• GIVEN REQUEST: Please retype the records below exactly, leaving out any pictures.
======== RECORD EXTRACTS
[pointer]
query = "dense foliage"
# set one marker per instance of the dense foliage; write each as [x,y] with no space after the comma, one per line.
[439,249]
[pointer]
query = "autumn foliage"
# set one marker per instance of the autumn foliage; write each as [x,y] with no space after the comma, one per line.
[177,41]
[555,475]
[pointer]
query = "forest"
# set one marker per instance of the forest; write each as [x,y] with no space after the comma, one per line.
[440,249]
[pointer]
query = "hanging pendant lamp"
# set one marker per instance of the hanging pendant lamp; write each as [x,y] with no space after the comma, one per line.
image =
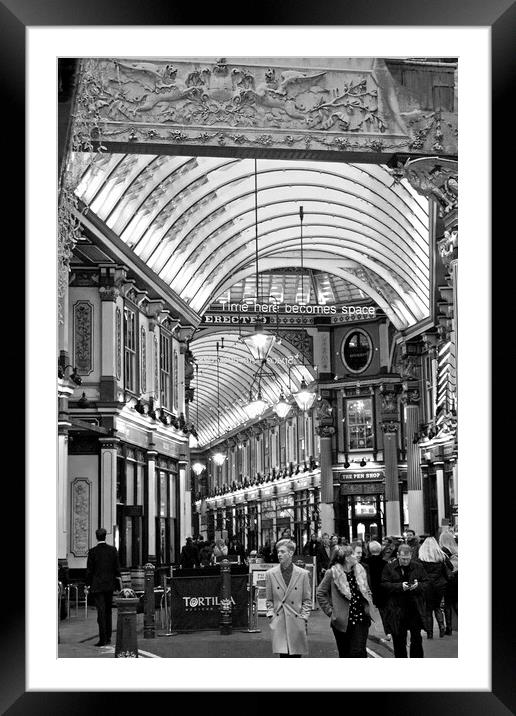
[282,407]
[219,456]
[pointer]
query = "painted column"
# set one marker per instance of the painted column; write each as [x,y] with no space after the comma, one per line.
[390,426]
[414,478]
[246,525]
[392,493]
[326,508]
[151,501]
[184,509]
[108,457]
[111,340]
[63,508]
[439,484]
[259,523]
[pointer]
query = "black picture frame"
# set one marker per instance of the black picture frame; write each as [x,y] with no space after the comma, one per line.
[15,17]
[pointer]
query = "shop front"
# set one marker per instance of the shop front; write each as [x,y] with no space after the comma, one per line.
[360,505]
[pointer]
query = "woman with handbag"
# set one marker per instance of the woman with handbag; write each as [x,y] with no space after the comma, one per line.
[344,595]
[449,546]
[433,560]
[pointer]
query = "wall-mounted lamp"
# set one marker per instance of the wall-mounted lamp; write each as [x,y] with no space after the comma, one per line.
================
• SOLUTION:
[pointer]
query = "dense foliage"
# set one marker per instance of the dense foliage; write each as [x,y] with no space after the comma, one per line.
[439,249]
[pointer]
query = "autumn foliage"
# set one marker per instance of the autumn foliage; write each as [x,y] with no space after the comma, one per line.
[177,41]
[555,475]
[pointer]
query = "forest"
# set one marker per instance of the forest; write each as [x,y] with no space after the comma, one per line.
[440,249]
[pointer]
query = "hanging pendant lamp"
# set one marker per instance of the hanging pendant lamp; write each as [x,y] with no space after the comma, one per line.
image =
[282,407]
[219,456]
[pointer]
query = "painted column"
# set one marker per instance of the painted column; write each as [x,y] with no space after the comma, one per line.
[390,426]
[414,478]
[246,525]
[392,493]
[326,508]
[151,501]
[184,509]
[108,457]
[111,340]
[63,508]
[439,484]
[259,523]
[pointer]
query = "black picture frame"
# set one marker per instance of the black picture frame; write each as [x,y] with no space after the comma, one per line.
[15,17]
[pointer]
query = "shop front"
# set one marker per instance of the shop front; write each as [x,y] with no space after the comma, one per line.
[360,505]
[pointer]
query = "woman with handbag"
# set one marker per instance of the woman with handbag; write each as [x,y] with no space after the comma, one per line.
[344,595]
[449,546]
[433,560]
[pointer]
query = "wall-mounted lamp"
# set one marker per instance of the wall-mounted lamp; write each as [x,y] with no space after the comma, one per line.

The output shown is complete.